Records for processing →
*** Block opens ***

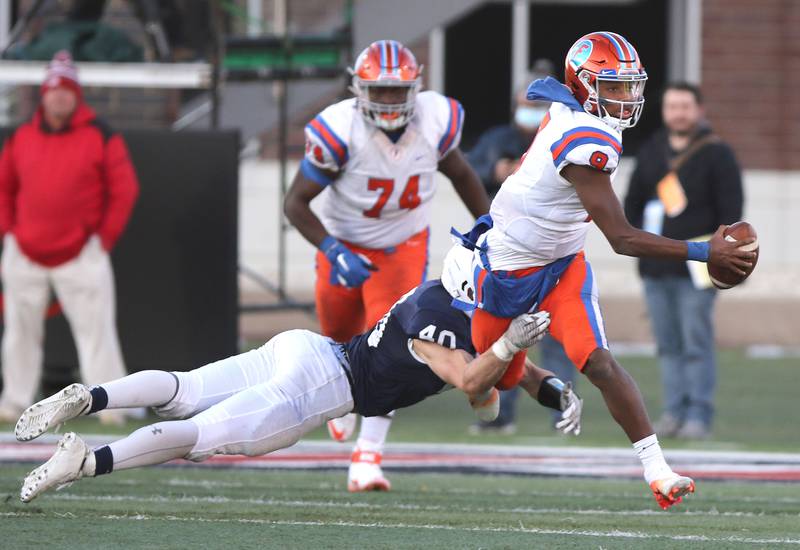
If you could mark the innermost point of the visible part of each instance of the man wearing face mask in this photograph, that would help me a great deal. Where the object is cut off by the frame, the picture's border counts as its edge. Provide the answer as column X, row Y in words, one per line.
column 495, row 157
column 686, row 183
column 498, row 150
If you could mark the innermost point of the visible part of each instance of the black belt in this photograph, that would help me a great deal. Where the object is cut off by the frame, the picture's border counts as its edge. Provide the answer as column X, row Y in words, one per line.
column 344, row 361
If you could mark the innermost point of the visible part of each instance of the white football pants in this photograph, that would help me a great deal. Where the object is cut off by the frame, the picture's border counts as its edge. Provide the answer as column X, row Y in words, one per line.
column 265, row 399
column 85, row 288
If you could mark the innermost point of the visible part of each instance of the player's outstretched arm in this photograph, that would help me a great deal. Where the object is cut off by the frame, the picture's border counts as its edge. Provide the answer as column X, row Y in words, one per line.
column 550, row 391
column 598, row 198
column 297, row 207
column 466, row 182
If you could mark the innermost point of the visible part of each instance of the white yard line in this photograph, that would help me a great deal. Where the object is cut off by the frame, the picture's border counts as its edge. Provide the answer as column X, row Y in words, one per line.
column 289, row 503
column 434, row 527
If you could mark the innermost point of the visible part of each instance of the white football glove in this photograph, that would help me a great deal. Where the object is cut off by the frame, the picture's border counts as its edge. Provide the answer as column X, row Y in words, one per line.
column 572, row 407
column 487, row 405
column 523, row 332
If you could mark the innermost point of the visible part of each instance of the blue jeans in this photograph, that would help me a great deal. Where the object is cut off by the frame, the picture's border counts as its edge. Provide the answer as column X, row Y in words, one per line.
column 682, row 320
column 553, row 358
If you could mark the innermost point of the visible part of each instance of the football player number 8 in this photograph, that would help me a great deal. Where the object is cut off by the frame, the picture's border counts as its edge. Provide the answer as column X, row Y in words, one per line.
column 409, row 199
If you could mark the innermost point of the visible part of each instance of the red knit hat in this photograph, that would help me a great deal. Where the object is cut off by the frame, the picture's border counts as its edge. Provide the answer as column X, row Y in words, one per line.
column 61, row 73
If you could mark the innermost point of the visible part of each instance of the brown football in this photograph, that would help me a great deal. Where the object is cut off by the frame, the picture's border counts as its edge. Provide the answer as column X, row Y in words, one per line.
column 725, row 278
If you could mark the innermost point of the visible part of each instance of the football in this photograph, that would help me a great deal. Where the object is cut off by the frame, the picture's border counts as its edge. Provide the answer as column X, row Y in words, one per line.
column 723, row 278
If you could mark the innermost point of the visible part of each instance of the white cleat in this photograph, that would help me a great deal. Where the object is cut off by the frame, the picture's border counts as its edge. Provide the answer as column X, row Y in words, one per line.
column 365, row 473
column 64, row 467
column 341, row 429
column 70, row 402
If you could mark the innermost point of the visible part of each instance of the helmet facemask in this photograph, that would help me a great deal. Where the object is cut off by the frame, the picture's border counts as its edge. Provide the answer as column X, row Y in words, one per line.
column 628, row 110
column 385, row 115
column 458, row 276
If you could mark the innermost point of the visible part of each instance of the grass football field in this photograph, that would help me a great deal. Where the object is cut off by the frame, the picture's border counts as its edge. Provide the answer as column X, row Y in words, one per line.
column 214, row 508
column 185, row 507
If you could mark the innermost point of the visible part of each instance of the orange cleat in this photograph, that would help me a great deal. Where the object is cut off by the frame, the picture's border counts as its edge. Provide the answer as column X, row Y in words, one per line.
column 671, row 490
column 341, row 429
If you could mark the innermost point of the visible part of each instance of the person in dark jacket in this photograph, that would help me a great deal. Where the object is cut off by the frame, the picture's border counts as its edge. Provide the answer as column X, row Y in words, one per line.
column 686, row 184
column 67, row 189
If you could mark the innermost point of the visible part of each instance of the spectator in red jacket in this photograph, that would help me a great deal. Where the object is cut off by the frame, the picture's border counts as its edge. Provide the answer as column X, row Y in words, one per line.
column 67, row 188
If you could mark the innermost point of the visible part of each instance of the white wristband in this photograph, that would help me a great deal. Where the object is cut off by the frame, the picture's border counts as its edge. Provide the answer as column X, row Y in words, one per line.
column 503, row 349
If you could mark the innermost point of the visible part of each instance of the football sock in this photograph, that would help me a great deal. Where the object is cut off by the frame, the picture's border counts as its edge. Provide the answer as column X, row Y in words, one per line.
column 148, row 388
column 374, row 430
column 153, row 444
column 649, row 452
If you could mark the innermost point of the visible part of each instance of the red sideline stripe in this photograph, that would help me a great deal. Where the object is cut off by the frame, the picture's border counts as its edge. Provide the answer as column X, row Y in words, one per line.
column 329, row 139
column 579, row 135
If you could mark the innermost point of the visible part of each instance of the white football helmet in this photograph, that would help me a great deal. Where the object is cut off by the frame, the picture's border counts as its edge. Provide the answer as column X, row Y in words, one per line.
column 458, row 276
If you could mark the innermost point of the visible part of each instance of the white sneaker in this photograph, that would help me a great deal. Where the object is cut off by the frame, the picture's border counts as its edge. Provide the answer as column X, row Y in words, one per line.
column 64, row 467
column 365, row 473
column 342, row 428
column 70, row 402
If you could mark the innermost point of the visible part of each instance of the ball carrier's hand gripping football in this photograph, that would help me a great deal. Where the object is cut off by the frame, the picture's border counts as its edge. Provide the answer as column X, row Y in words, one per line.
column 347, row 268
column 740, row 236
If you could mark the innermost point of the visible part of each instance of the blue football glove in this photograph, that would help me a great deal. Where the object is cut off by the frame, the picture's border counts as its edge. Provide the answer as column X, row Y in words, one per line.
column 347, row 268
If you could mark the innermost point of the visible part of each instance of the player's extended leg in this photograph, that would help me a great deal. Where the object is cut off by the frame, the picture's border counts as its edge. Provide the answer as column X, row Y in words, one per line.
column 341, row 316
column 578, row 324
column 307, row 385
column 399, row 270
column 172, row 394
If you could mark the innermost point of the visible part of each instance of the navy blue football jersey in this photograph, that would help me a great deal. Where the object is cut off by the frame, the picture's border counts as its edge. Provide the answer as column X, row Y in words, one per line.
column 387, row 374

*** Block closes ***

Work to complete → Set all of the records down once more, letter for letter, with the images removed.

Solution to the exercise →
If you could mark the innermost point of the visible part of each instance of the man wearing face mask in this photograph, that would help me a great deal. Where the object is cut off by the frame, the picture's border counts as its edge. Provide the answer as column X, row Y in words, one per line.
column 495, row 157
column 686, row 183
column 498, row 150
If you could mark the innermost point of the visible part of each instance of the black belt in this photograph, that would help me a great deal. Where the object is cut off by the frame, the picture's border counts as its edge. Provide the answer as column X, row Y in words, one per line.
column 344, row 361
If you could mark the innermost point of the visible part of each instance of the white football pants in this photograph, that would help me a great deal. Where the object is cut off by the frame, the picture's border counts as its edge. Provide the answer as column X, row Y in words, one per line.
column 265, row 399
column 85, row 288
If you could mark the innermost point of the visible part of each instance of the player's outstretched arm in this photograph, that would help me a great deal. Where the object is cut off by the frame, the picture's border counts as its edge. Provide the answer as column X, row Y in words, one per line.
column 550, row 391
column 598, row 198
column 297, row 207
column 466, row 182
If you could mark the innermost point of the visible part of each instance of the white yard line in this photograph, that would help me a great deal. Where the object is cut off by the frame, the picture's border counts as its edge. Provide the answer as column X, row Y in words, one per line.
column 289, row 503
column 434, row 527
If you could mark the innermost point of the visible part of each instance of the white football glove in this photograph, that would help me a great deal. Where the object is cut off by the frame, the picture's border counts as its edge. Provide the answer as column X, row Y in words, one per line.
column 572, row 407
column 487, row 405
column 523, row 332
If you could mark the innermost point of the visible part of each instance of the blue jeans in this photograph, that would help me a great deal. Where the object is cut off by the frame, the picture's border counts as its edge. Provide the answer as column X, row Y in words, one per line.
column 682, row 320
column 553, row 358
If you could mark the innermost point of the visible part of each instance of the football player number 8 in this photograph, that would help me a great deal. Where the object is cut off by the frame, the picture's border counts as its edge. Provide the answer as column X, row Y in words, one per line.
column 409, row 199
If you could mark the innermost point of the visible part of each instance of the red knit hat in this photograph, that would help me a great deal. Where the object is cut off by the frame, the picture's border counts as its edge. Provide the answer as column X, row Y in words, one per line.
column 61, row 73
If you could mark the innermost point of the visible part of each instance of the brown football in this photograph, that would help me a great deal. Where the object is cut off by the frame, the picture's border counts as its edge. Provide the answer as column X, row Y in words, one per line.
column 725, row 278
If you could mark the innermost point of the visible part of each instance of the football in this photograph, that would help me a great deal. Where the object is cut off by the frame, the picture's border counts as its edge. Provide the answer as column X, row Y in words, one per line.
column 723, row 278
If you could mark the innermost point of the visible part of each instance of the white cleat in this photograph, that would help me a great deal. Where the object is cut off by the frame, the picture's border counts as its edge. Provide the answer as column X, row Y in words, one per line.
column 365, row 473
column 64, row 467
column 341, row 429
column 70, row 402
If you could mark the innermost point of the visible part of each instance of the helmet facemask in this photograph, that would help me a great deal. Where the object is cut off by the frame, the picture's border counts as its edge. Provide the answer as column X, row Y in words, one per line.
column 628, row 110
column 385, row 115
column 458, row 276
If you could mark the innermost point of the visible part of each instance of the grass football field in this photograph, that would help me a great deal. Where the object is cut off by the frame, the picture's border counts as its edge. Provide the answer as column X, row Y in words, one per line.
column 214, row 508
column 185, row 507
If you could mark the innermost point of the visible part of each instance of the orange cleat in this photograph, that would help me a great deal. Where the object is cut off by the frame, the picture's border counts as its edge. Provide the answer as column X, row Y in words, one per line.
column 671, row 490
column 341, row 429
If you could mark the innermost point of the visible part of each instance of the person in dark jacket in this photograph, that would help me a great deal. Where the object is cut off by the frame, the picture's border counts as its edge. Provide the answer as column X, row Y in words, one per line.
column 686, row 184
column 67, row 189
If you could mark the innermost point of the visible part of each instance of the spectator in red jacket in this photograph, that would help me a great deal. Where the object is cut off by the frame, the picture's border counts as its edge. Provide the answer as column X, row Y in words, one per line.
column 67, row 188
If you could mark the innermost point of the visible part of each instance of the white wristband in this photograph, that would help me a great deal. Where the object is cut off by the frame, the picture's border counts as its edge. Provide the answer as column X, row Y in words, one per line.
column 503, row 349
If you could mark the innermost point of the visible part of each instance of the football sock in this photograph, that would help me a great deal. Where the object is cut off by the frame, the picture's border counts as its edge. Provide the answer as column X, row Y in words, one per line.
column 148, row 388
column 374, row 430
column 153, row 444
column 649, row 452
If you could mark the innermost point of the visible part of each instance of the red sideline stripe in this photograph, that would help me a great deal. Where the object is cut off by the frame, the picture's border counts as its edge. Provide the answer as column X, row Y in words, one per line.
column 329, row 139
column 579, row 135
If you could mark the innermost point of the visible part of each instance of the white football helmet in this photograph, that would help me a great deal. Where the object is cut off by the frame, the picture's border counts as its edge. Provide the answer as column X, row Y in words, one per line.
column 458, row 276
If you could mark the innermost point of the visible part of each instance of the white sneaker in this photograph, that would help me a great deal. Where the object is cut off by the frame, the picture's border counts as its edge. Provide the answer as column X, row Y in words, one per line.
column 64, row 467
column 365, row 473
column 342, row 428
column 70, row 402
If you could mark the innermost point of the visible part of each instance of the ball carrier's hand gripping football in this photograph, that would help me a great deal. Where the object is cut off by the frame, the picture's border counts as its edge. Provide the answer as column X, row Y in words, one per line.
column 347, row 268
column 740, row 236
If you could mark the innermost point of the visible part of each instance of the blue football glove in this photograph, that would help me a great deal. Where the object is cut off by the frame, the picture's border counts as its edge. Provide the answer as column X, row Y in words, one per line.
column 347, row 268
If you could mark the innermost point of the visible part of each instance of the player's extended leg in this photograph, that would help me a great deal. Where the object is cut off by the frame, the picture's border counts as its edge. Provide the answer as column X, row Y in words, one per line.
column 341, row 316
column 578, row 324
column 307, row 385
column 399, row 270
column 172, row 394
If you could mark the innermost point of the visible part of each instance of the navy blue football jersey in this photograph, that would help me a great deal. Where the object is cut off by the frame, the picture's border counts as its edge. Provide the answer as column X, row Y in words, one per line.
column 387, row 374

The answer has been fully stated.